About this exercise
All of the data that follows should be retyped exactly as it appears.

Supplied data

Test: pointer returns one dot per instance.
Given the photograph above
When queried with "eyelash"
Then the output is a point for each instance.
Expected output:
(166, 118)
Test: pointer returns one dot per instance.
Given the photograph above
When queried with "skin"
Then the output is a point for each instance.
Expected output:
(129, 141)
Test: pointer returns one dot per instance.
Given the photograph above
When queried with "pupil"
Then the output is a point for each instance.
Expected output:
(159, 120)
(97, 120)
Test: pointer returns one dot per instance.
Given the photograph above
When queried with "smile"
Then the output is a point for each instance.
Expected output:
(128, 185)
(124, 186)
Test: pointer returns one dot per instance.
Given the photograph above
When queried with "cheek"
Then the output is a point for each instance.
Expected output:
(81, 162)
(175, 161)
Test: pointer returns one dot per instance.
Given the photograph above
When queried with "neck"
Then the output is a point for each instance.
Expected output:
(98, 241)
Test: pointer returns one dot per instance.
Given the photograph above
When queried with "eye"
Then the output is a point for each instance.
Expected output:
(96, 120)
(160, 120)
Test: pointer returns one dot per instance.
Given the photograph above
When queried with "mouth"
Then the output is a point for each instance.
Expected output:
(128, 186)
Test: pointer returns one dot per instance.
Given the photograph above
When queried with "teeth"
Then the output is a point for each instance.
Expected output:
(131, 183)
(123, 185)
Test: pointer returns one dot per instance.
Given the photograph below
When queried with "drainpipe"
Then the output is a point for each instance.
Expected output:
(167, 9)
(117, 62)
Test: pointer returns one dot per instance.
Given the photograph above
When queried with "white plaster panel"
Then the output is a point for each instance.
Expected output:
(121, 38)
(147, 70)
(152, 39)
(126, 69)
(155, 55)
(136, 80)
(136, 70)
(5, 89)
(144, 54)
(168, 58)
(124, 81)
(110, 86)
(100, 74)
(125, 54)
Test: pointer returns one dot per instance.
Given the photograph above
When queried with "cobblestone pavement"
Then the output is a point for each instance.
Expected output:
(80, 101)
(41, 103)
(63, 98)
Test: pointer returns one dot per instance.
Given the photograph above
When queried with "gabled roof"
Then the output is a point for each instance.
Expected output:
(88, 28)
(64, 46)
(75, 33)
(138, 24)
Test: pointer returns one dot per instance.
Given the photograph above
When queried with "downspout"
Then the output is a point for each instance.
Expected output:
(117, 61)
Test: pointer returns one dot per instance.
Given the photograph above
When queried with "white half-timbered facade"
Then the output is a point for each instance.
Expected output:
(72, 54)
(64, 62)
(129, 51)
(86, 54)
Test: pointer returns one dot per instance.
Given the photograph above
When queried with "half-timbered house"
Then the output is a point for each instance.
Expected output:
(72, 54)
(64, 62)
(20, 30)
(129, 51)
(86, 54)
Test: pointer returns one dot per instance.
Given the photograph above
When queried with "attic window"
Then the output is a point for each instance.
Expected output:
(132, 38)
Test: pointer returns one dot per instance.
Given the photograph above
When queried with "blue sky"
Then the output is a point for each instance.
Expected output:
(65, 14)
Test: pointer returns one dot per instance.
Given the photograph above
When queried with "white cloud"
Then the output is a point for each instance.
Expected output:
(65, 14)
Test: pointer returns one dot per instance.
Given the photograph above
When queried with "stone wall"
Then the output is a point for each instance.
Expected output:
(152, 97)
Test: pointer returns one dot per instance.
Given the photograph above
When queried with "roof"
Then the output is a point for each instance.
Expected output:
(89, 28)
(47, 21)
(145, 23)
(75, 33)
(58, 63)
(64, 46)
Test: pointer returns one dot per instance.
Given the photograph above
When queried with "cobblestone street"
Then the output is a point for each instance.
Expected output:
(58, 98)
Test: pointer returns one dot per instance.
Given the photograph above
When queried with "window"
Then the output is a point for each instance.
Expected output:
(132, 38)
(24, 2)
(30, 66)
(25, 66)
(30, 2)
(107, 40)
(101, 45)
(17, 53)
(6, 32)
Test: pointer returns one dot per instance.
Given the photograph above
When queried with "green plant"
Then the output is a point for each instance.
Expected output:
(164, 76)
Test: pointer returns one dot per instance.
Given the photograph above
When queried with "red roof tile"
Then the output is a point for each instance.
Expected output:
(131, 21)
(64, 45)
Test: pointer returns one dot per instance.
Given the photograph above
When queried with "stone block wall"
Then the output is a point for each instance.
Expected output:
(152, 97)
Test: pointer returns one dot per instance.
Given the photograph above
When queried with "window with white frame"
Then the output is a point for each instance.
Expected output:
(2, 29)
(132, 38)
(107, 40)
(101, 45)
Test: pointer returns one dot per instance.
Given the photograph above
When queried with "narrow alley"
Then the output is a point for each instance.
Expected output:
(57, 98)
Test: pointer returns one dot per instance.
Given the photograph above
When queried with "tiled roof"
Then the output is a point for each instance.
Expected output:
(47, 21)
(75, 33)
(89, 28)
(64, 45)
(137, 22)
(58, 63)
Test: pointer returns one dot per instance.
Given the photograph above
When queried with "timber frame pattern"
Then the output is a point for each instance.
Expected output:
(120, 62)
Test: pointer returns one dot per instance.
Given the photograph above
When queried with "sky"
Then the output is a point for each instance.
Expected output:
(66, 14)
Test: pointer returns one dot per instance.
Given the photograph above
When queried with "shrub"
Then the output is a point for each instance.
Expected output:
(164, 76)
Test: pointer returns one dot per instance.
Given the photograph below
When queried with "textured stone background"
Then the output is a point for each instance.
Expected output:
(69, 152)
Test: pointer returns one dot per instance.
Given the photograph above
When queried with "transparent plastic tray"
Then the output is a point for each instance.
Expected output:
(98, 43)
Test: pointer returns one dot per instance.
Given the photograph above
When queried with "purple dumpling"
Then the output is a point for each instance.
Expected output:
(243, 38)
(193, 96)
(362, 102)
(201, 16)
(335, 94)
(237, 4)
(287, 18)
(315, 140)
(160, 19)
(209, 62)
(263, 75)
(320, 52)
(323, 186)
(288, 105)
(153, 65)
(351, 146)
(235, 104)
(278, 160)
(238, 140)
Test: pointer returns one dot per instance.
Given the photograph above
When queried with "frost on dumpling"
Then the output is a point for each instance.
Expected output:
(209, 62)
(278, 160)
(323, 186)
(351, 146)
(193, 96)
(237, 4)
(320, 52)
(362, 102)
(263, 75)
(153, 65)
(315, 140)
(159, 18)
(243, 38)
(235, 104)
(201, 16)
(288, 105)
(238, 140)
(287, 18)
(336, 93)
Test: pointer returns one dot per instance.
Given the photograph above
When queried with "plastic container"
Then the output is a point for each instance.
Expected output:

Reply
Test: pointer returns one dot per instance.
Given the photograph above
When queried with "eyelash"
Then the output is a point for each instance.
Expected output:
(166, 118)
Test: pointer returns one dot per instance.
Given the photograph above
When queried with "skin"
Then the output is a point for each instance.
Expected output:
(129, 141)
Test: pointer returns one dot per instance.
Given the photograph above
When queried with "pupil"
Then the output is a point for each instance.
Expected output:
(159, 120)
(97, 120)
Test: pointer returns one dot per instance.
Given the photograph above
When queried with "smile"
Then the output is a point for each instance.
Expected output:
(128, 185)
(124, 186)
Test: pointer returns one dot per instance.
Given the photograph above
When queried with "cheek"
Then the output is a point for each instance.
Expected output:
(81, 162)
(175, 161)
Test: pointer returns one dot per instance.
Given the photograph above
When queried with "neck"
Then the output is a point for each instance.
Expected output:
(98, 241)
Test: pointer returns one dot per instance.
Given the photograph above
When queried with "eye"
Then the output is a point for each instance.
Expected output:
(96, 120)
(160, 120)
Test: pointer returns one dot per instance.
Given the photograph above
When queried with "mouth"
Then the output is a point for each instance.
Expected output:
(128, 186)
Test: pointer returns one dot per instance.
Given the photograph above
When queried with "teeth"
Then the output is a point for each instance.
Expected output:
(131, 183)
(123, 185)
Test: pointer returns one dot per instance.
Given the photograph below
When queried with "drainpipe"
Then the output is a point for each instance.
Expected output:
(167, 9)
(117, 62)
Test: pointer returns one dot per instance.
Given the photograph above
When queried with "white plaster panel"
Then the output is a point for each instance.
Expected output:
(121, 38)
(147, 70)
(152, 39)
(126, 69)
(155, 55)
(136, 80)
(136, 70)
(5, 89)
(144, 54)
(168, 58)
(124, 81)
(110, 86)
(100, 74)
(125, 54)
Test: pointer returns one dot per instance.
Given the photograph above
When queried with "cobblestone pavement"
Then the output is a point for each instance.
Expected output:
(80, 101)
(41, 103)
(63, 98)
Test: pointer returns one dot per instance.
Given the photograph above
When queried with "gabled roof"
Then the output is a point for each instance.
Expected output:
(88, 28)
(64, 46)
(75, 33)
(138, 24)
Test: pointer returns one dot per instance.
Given the photograph above
When queried with "downspout"
Then the output is a point for each instance.
Expected output:
(117, 61)
Test: pointer returns one dot per instance.
Given the photograph above
When queried with "white half-timbered facade"
Then the output is a point for each instance.
Expected output:
(72, 54)
(64, 62)
(129, 51)
(86, 54)
Test: pointer returns one dot per instance.
Given the photograph above
When queried with "half-timbered house"
Then the output is a point for each instance.
Expected output:
(72, 54)
(64, 62)
(20, 30)
(129, 51)
(86, 54)
Test: pointer returns one dot per instance.
Given the photograph above
When queried with "attic window"
Then the output is a point for each instance.
Expected output:
(132, 38)
Test: pointer returns one dot per instance.
Given the photograph above
When queried with "blue sky"
Then the output is a point for each instance.
Expected output:
(65, 14)
Test: pointer returns one dot per instance.
Given the photograph above
When queried with "white cloud"
Then the output is a point for each instance.
Expected output:
(65, 14)
Test: pointer returns one dot per instance.
Given the photograph above
When queried with "stone wall"
Then the output is a point for each instance.
Expected output:
(152, 97)
Test: pointer returns one dot per instance.
Given the photograph above
When queried with "roof"
Then the output is a point for each instance.
Expected output:
(89, 28)
(47, 21)
(145, 23)
(75, 33)
(58, 63)
(64, 46)
Test: pointer returns one dot per instance.
Given the photograph above
When queried with "cobblestone street"
Then the output is a point for each instance.
Expected output:
(58, 98)
Test: pointer returns one dot per instance.
Given the photograph above
When queried with "window"
Then the output is a point for each instance.
Expected output:
(132, 38)
(24, 2)
(30, 66)
(25, 66)
(30, 2)
(107, 40)
(101, 45)
(17, 53)
(6, 32)
Test: pointer returns one dot per instance.
Given the photograph above
When queried with "green plant"
Then the output is a point for each instance.
Expected output:
(164, 76)
Test: pointer returns one dot per instance.
Given the photograph above
When queried with "red roof tile"
Then the output is a point for each instance.
Expected output:
(131, 21)
(64, 45)
Test: pointer returns one dot per instance.
Given the photograph above
When queried with "stone block wall"
Then the output is a point for each instance.
Expected output:
(152, 97)
Test: pointer returns one dot per instance.
Given the photograph above
When queried with "window with white frame"
Then the output is a point for each instance.
Expected output:
(2, 29)
(132, 38)
(107, 40)
(101, 45)
Test: pointer returns one dot per instance.
Given the photograph above
When queried with "narrow alley"
Then the output is a point for each instance.
Expected output:
(57, 98)
Test: pointer returns one dot per instance.
Given the photograph above
When queried with "tiled roof"
Then the output is a point for each instance.
Expected output:
(47, 21)
(75, 33)
(89, 28)
(64, 45)
(137, 22)
(58, 63)
Test: pointer returns one dot per instance.
Given the photograph above
When queried with "timber frame pattern"
Then the output is a point for each instance.
Expected output:
(120, 62)
Test: pointer returns one dot per instance.
Given the photograph above
When queried with "sky"
Then the output is a point for each instance.
Expected output:
(66, 14)
Test: pointer returns one dot per instance.
Given the photograph above
When queried with "shrub"
Then the output is a point for each instance.
Expected output:
(164, 76)
Test: pointer returns one dot per instance.
Given the photograph below
When queried with "textured stone background"
Then the output is a point for each instance.
Expected output:
(69, 152)
Test: pointer returns one dot per instance.
Given the photograph above
When queried with "transparent plastic tray"
Then the output is a point for each instance.
Expected output:
(98, 43)
Test: pointer returns one dot per instance.
Given the photograph above
When queried with "purple dumpling"
Then the output is a point for each instance.
Expected output:
(243, 38)
(193, 96)
(362, 102)
(201, 16)
(335, 94)
(237, 4)
(287, 18)
(315, 140)
(160, 19)
(209, 62)
(263, 75)
(320, 52)
(323, 186)
(288, 105)
(153, 65)
(351, 146)
(235, 104)
(278, 160)
(238, 140)
Test: pointer returns one dot per instance.
Given the photograph above
When queried with "frost on dumpling"
Then the output is a point for each instance.
Expected output:
(209, 62)
(278, 160)
(323, 186)
(351, 146)
(193, 96)
(237, 4)
(320, 52)
(362, 102)
(263, 75)
(153, 65)
(315, 140)
(159, 18)
(243, 38)
(235, 104)
(201, 16)
(288, 105)
(238, 140)
(287, 18)
(336, 93)
Test: pointer returns one dot per instance.
Given the photograph above
When queried with "plastic container"
Then the output is a point for each instance.
Expected output:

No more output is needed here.